1) The results of the research can sometimes help the company to improve its product or process. Work-practices studies can show, for example, the benefits of certain techniques, or highlight training requirements of the staff. Since there is considerable a priori uncertainty about the success of such research, this assistance should not be presented as the only benefit. The benefits below may prove more convincing.

2) Students will be exposed to the company and thus may be more inclined to work there when their research is finished. Furthermore, they will have a head-start on the learning curve faced by new employees. In today’s market, this can be very attractive to companies.

3) Cooperation between companies and faculty can result in technology transfer in both directions. Companies absorb knowledge from faculty through presentations or informal discussions. By the same token, faculty absorb knowledge about the corporate environment that they will take back to academia.

4) The research can improve the company’s profile through publicity in the press and in the academic literature.

It is easier to make a case for the above benefits when establishing a long term relationship with a company. We have found companies are more open to anthropological studies when other members of the research team are tackling the company’s engineering problems .

______________________________

__Written tasks__:
a) Translate into Spanish this sentence from the passage above on company research benefits: "Companies absorb knowledge from faculty through presentations or informal discussions."
b) Answer from the passage above on company research benefits:
(i) Why should help in improving the company's product or process not be presented as the only benefit?
(ii) Through what two kinds of publicity can the research improve the company's profile?
(iii) When have companies been found more open to anthropological studies?
c) Pick up the passage above on company research benefits after its final sentence and continue it.

__Material provided__:
______________________________

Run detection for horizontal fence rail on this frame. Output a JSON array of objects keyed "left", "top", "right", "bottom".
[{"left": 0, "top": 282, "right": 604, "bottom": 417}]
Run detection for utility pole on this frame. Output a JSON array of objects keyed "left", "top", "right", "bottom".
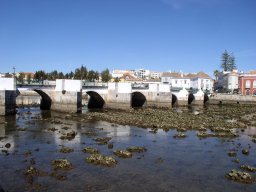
[{"left": 12, "top": 67, "right": 16, "bottom": 77}]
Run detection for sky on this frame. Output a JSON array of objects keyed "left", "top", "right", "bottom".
[{"left": 0, "top": 0, "right": 256, "bottom": 75}]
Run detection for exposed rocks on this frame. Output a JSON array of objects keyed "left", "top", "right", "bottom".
[
  {"left": 5, "top": 143, "right": 11, "bottom": 149},
  {"left": 240, "top": 165, "right": 256, "bottom": 172},
  {"left": 228, "top": 151, "right": 237, "bottom": 157},
  {"left": 48, "top": 127, "right": 58, "bottom": 132},
  {"left": 114, "top": 150, "right": 132, "bottom": 158},
  {"left": 52, "top": 159, "right": 73, "bottom": 170},
  {"left": 94, "top": 137, "right": 111, "bottom": 145},
  {"left": 226, "top": 169, "right": 255, "bottom": 183},
  {"left": 86, "top": 154, "right": 117, "bottom": 167},
  {"left": 60, "top": 131, "right": 76, "bottom": 140},
  {"left": 60, "top": 147, "right": 74, "bottom": 153},
  {"left": 242, "top": 149, "right": 250, "bottom": 155},
  {"left": 82, "top": 147, "right": 99, "bottom": 154},
  {"left": 173, "top": 133, "right": 187, "bottom": 138},
  {"left": 126, "top": 146, "right": 147, "bottom": 153}
]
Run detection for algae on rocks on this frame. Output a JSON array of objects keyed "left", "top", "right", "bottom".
[
  {"left": 52, "top": 159, "right": 73, "bottom": 170},
  {"left": 226, "top": 169, "right": 255, "bottom": 183},
  {"left": 86, "top": 154, "right": 117, "bottom": 167},
  {"left": 114, "top": 150, "right": 132, "bottom": 158}
]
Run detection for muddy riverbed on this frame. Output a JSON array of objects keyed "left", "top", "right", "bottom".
[{"left": 0, "top": 106, "right": 256, "bottom": 192}]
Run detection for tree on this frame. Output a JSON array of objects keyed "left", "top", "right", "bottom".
[
  {"left": 115, "top": 77, "right": 120, "bottom": 83},
  {"left": 213, "top": 69, "right": 219, "bottom": 81},
  {"left": 58, "top": 72, "right": 64, "bottom": 79},
  {"left": 221, "top": 50, "right": 229, "bottom": 71},
  {"left": 101, "top": 69, "right": 111, "bottom": 82},
  {"left": 27, "top": 73, "right": 32, "bottom": 84},
  {"left": 17, "top": 73, "right": 25, "bottom": 85},
  {"left": 74, "top": 65, "right": 87, "bottom": 80},
  {"left": 87, "top": 70, "right": 95, "bottom": 81},
  {"left": 221, "top": 50, "right": 236, "bottom": 71},
  {"left": 34, "top": 70, "right": 47, "bottom": 83},
  {"left": 228, "top": 53, "right": 236, "bottom": 71}
]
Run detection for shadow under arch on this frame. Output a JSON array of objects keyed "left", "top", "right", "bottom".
[
  {"left": 188, "top": 93, "right": 195, "bottom": 105},
  {"left": 34, "top": 89, "right": 52, "bottom": 110},
  {"left": 131, "top": 91, "right": 147, "bottom": 107},
  {"left": 172, "top": 94, "right": 178, "bottom": 106},
  {"left": 86, "top": 91, "right": 105, "bottom": 109}
]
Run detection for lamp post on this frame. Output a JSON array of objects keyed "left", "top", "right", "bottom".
[{"left": 12, "top": 66, "right": 17, "bottom": 86}]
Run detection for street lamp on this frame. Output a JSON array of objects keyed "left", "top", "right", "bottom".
[{"left": 12, "top": 67, "right": 16, "bottom": 77}]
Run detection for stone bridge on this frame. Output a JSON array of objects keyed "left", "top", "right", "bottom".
[{"left": 0, "top": 78, "right": 210, "bottom": 115}]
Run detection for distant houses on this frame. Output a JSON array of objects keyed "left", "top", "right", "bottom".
[{"left": 161, "top": 72, "right": 214, "bottom": 91}]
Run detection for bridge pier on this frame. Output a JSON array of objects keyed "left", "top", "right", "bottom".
[
  {"left": 104, "top": 83, "right": 132, "bottom": 109},
  {"left": 0, "top": 78, "right": 16, "bottom": 116},
  {"left": 0, "top": 90, "right": 16, "bottom": 116},
  {"left": 143, "top": 84, "right": 172, "bottom": 108}
]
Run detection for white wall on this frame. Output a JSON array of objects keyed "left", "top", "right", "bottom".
[
  {"left": 55, "top": 79, "right": 82, "bottom": 92},
  {"left": 0, "top": 78, "right": 16, "bottom": 91},
  {"left": 117, "top": 83, "right": 132, "bottom": 93}
]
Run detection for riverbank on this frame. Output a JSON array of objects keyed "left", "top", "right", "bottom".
[
  {"left": 0, "top": 106, "right": 256, "bottom": 192},
  {"left": 65, "top": 105, "right": 256, "bottom": 134}
]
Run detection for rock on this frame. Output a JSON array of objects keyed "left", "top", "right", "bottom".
[
  {"left": 226, "top": 169, "right": 255, "bottom": 183},
  {"left": 108, "top": 143, "right": 114, "bottom": 149},
  {"left": 60, "top": 147, "right": 74, "bottom": 153},
  {"left": 60, "top": 131, "right": 76, "bottom": 140},
  {"left": 52, "top": 159, "right": 73, "bottom": 170},
  {"left": 242, "top": 149, "right": 250, "bottom": 155},
  {"left": 126, "top": 146, "right": 147, "bottom": 153},
  {"left": 114, "top": 150, "right": 132, "bottom": 158},
  {"left": 82, "top": 147, "right": 99, "bottom": 154},
  {"left": 173, "top": 133, "right": 187, "bottom": 138},
  {"left": 94, "top": 137, "right": 111, "bottom": 145},
  {"left": 240, "top": 165, "right": 256, "bottom": 172},
  {"left": 5, "top": 143, "right": 11, "bottom": 149},
  {"left": 86, "top": 154, "right": 117, "bottom": 167},
  {"left": 228, "top": 151, "right": 236, "bottom": 157}
]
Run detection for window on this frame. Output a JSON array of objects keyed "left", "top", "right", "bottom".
[{"left": 245, "top": 80, "right": 251, "bottom": 89}]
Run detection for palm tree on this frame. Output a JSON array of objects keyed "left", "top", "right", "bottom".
[{"left": 213, "top": 69, "right": 219, "bottom": 81}]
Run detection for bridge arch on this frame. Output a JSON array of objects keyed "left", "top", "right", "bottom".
[
  {"left": 131, "top": 91, "right": 147, "bottom": 108},
  {"left": 34, "top": 89, "right": 52, "bottom": 110},
  {"left": 86, "top": 91, "right": 105, "bottom": 109},
  {"left": 188, "top": 93, "right": 195, "bottom": 105}
]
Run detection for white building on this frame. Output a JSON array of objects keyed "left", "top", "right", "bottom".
[
  {"left": 134, "top": 69, "right": 150, "bottom": 79},
  {"left": 215, "top": 70, "right": 239, "bottom": 92},
  {"left": 150, "top": 71, "right": 162, "bottom": 79},
  {"left": 111, "top": 69, "right": 134, "bottom": 78},
  {"left": 161, "top": 72, "right": 191, "bottom": 89},
  {"left": 161, "top": 72, "right": 213, "bottom": 91}
]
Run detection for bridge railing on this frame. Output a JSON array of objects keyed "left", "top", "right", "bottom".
[
  {"left": 82, "top": 82, "right": 108, "bottom": 89},
  {"left": 132, "top": 83, "right": 149, "bottom": 90}
]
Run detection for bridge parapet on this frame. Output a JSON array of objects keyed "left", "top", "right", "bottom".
[{"left": 0, "top": 78, "right": 16, "bottom": 115}]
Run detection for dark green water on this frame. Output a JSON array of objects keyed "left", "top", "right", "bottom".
[{"left": 0, "top": 108, "right": 256, "bottom": 192}]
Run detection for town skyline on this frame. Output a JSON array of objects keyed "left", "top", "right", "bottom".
[{"left": 0, "top": 0, "right": 256, "bottom": 75}]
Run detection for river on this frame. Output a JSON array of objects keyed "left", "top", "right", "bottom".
[{"left": 0, "top": 107, "right": 256, "bottom": 192}]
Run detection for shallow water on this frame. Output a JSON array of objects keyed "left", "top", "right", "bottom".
[{"left": 0, "top": 108, "right": 256, "bottom": 192}]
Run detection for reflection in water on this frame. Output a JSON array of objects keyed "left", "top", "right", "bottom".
[{"left": 0, "top": 108, "right": 256, "bottom": 192}]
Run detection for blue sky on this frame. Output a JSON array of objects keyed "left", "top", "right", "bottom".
[{"left": 0, "top": 0, "right": 256, "bottom": 74}]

______________________________

__Answers__:
a) Las empresas absorben conocimientos del profesorado mediante presentaciones o conversaciones informales.

b)
(i) There is considerable a priori uncertainty about the success of such research.
(ii) Publicity in the press and in the academic literature.
(iii) When other members of the research team are tackling the company's engineering problems.

c)
Once a company has established its willingness to participate, it is important to reach agreement on a number of issues. The formality of the agreements varies with the size and duration of the research. A study with a low level of involvement over a short period of time only need casual discussions. A very large project requires more detailed negotiations, particularly if financial support is involved. Sometimes a company will be interested in the project, but reluctant to make certain commitments because it is unfamiliar with empirical software engineering or the proposed methods. In such cases, the researcher should treat educating the organization as part of the negotiation process, so they can proceed as partners in the endeavor. The following are areas where agreements should be established to help ensure the project's success.

Commitment to project. The first point of mutual agreement should be the level of commitment to the project. What is the expected duration of the project? How much support (e.g. space, time, equipment) is expected from the company? What kind of results or deliverables are expected from the researchers? Agreement on these issues often forms the basis for agreement on other issues below.

Access to informants. Both sides need to agree on how many employees will participate in the study and how much time is required from each employee. Sometimes an organization will find it difficult to provide the personnel required by the ideal research design and some compromise may be necessary.

Selection of informants. A company may want only certain employees to participate, e.g. ones not involved in critical tasks or ones who present a particular point of view. A researcher needs to ensure that the sample participating in the study is representative. However, a researcher does not need to retain complete control over the selection process to obtain an appropriate sample.

Confidentiality of data. Some data need to be kept confidential for corporate reasons; for example a company may not allow highly sensitive information to be taken off-site, for example aggregate source code or defect logs. Other data need to be kept confidential for reasons of experimental ethics: A researcher needs to keep raw data confidential, in order to protect the informants involved. Data that are not confidential for either of the above reasons can serve as the basis for discussions of the next point, publication of results.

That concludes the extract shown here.